* Begin *

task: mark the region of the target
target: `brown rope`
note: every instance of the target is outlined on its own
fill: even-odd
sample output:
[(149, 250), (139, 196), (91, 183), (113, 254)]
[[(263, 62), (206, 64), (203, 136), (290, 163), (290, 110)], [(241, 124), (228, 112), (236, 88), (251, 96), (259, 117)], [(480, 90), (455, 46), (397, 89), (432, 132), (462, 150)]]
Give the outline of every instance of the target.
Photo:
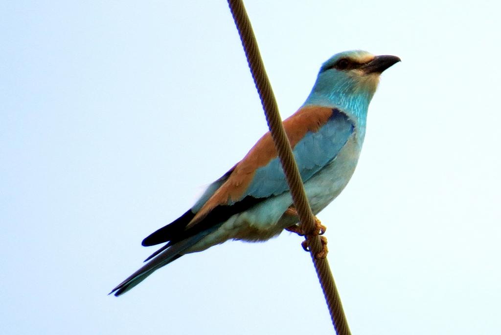
[(334, 329), (339, 335), (350, 335), (351, 333), (350, 332), (341, 298), (327, 259), (315, 256), (322, 250), (322, 244), (318, 232), (316, 234), (315, 232), (315, 218), (306, 198), (303, 181), (294, 160), (291, 144), (282, 126), (277, 101), (265, 70), (256, 36), (250, 26), (250, 22), (241, 0), (228, 0), (228, 4), (240, 35), (240, 39), (242, 42), (242, 46), (247, 57), (247, 62), (254, 78), (258, 92), (261, 99), (261, 104), (265, 110), (270, 132), (284, 168), (294, 206), (299, 216), (301, 228), (303, 231), (306, 232), (309, 236), (307, 238), (308, 248), (320, 285), (324, 291)]

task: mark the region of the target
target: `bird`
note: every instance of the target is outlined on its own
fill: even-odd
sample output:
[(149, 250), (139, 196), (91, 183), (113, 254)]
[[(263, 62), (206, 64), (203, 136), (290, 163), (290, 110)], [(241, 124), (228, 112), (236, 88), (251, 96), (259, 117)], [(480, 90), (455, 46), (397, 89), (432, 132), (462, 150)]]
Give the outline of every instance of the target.
[[(315, 215), (351, 178), (380, 75), (399, 62), (396, 56), (374, 56), (361, 50), (334, 55), (321, 66), (305, 102), (284, 120)], [(183, 255), (230, 240), (266, 240), (285, 229), (297, 230), (298, 223), (268, 132), (240, 162), (210, 184), (191, 208), (143, 240), (144, 246), (166, 244), (109, 294), (123, 294)]]

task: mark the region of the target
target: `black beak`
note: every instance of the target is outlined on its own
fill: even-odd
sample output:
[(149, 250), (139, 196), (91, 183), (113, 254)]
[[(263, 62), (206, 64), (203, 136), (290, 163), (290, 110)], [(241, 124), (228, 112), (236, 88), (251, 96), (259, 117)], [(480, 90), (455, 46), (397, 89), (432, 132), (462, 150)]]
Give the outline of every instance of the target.
[(380, 74), (395, 63), (400, 62), (400, 58), (396, 56), (383, 55), (376, 56), (366, 64), (361, 67), (366, 74)]

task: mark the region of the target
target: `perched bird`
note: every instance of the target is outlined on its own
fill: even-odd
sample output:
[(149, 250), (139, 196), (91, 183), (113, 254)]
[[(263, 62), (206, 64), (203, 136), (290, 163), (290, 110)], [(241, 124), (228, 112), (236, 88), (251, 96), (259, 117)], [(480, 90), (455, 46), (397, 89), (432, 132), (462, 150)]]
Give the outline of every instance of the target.
[[(322, 66), (305, 103), (284, 121), (314, 214), (337, 196), (351, 178), (379, 75), (400, 60), (361, 50), (334, 55)], [(256, 242), (278, 235), (298, 222), (292, 205), (268, 132), (193, 207), (143, 240), (145, 246), (166, 244), (110, 294), (123, 294), (183, 254), (230, 239)]]

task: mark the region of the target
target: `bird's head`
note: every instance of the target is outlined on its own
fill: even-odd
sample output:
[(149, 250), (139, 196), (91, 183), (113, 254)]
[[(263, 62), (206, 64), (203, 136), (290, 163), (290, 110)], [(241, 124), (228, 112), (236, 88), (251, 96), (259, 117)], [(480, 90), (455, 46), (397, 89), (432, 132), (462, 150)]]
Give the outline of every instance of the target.
[(306, 102), (366, 110), (377, 88), (379, 76), (400, 61), (396, 56), (375, 56), (359, 50), (335, 54), (320, 68)]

* End *

§ **Exercise task**
Rewrite the stretch from the start of the rows through the line containing "294), (123, 294)]]", with "instance" replaced by "occurrence" and nothing else changed. Leave the pictures out of your answer.

§ **Solution for this task**
task: mark the region of the target
target: `brown rope`
note: every occurrence of the target is outlined on its own
fill: even-odd
sample output:
[(149, 250), (139, 196), (91, 183), (113, 254)]
[[(263, 62), (206, 64), (203, 136), (290, 163), (290, 110)], [(241, 124), (228, 112), (236, 88), (251, 96), (259, 117)], [(480, 90), (455, 46), (397, 89), (432, 132), (462, 150)]]
Give the outline of every occurrence of the target.
Photo:
[(334, 329), (339, 335), (350, 335), (351, 333), (350, 332), (341, 298), (327, 259), (315, 256), (322, 250), (322, 244), (318, 232), (316, 234), (315, 232), (315, 218), (306, 198), (303, 181), (294, 160), (291, 144), (282, 126), (277, 101), (265, 70), (256, 36), (250, 26), (250, 22), (241, 0), (228, 0), (228, 4), (240, 35), (240, 39), (242, 42), (242, 46), (247, 57), (247, 62), (254, 78), (258, 92), (261, 99), (261, 104), (265, 110), (270, 132), (284, 168), (294, 206), (299, 216), (301, 228), (303, 231), (306, 232), (309, 236), (307, 238), (308, 248), (320, 285), (324, 291)]

task: mark the region of the target
target: `bird`
note: every occurrence of the target is outlined on its own
fill: even-odd
sample output:
[(149, 250), (139, 196), (91, 183), (113, 254)]
[[(263, 62), (206, 64), (203, 136), (290, 163), (290, 110)], [(241, 124), (228, 112), (236, 88), (251, 96), (259, 117)], [(480, 90), (455, 46), (397, 89), (432, 132), (462, 150)]]
Give the outline of every occurrence of the target.
[[(315, 215), (351, 178), (380, 75), (399, 62), (396, 56), (374, 56), (361, 50), (334, 55), (321, 66), (305, 102), (284, 120)], [(183, 255), (230, 240), (266, 240), (285, 229), (297, 230), (298, 223), (268, 132), (240, 162), (210, 184), (191, 208), (143, 240), (144, 246), (166, 244), (109, 294), (123, 294)]]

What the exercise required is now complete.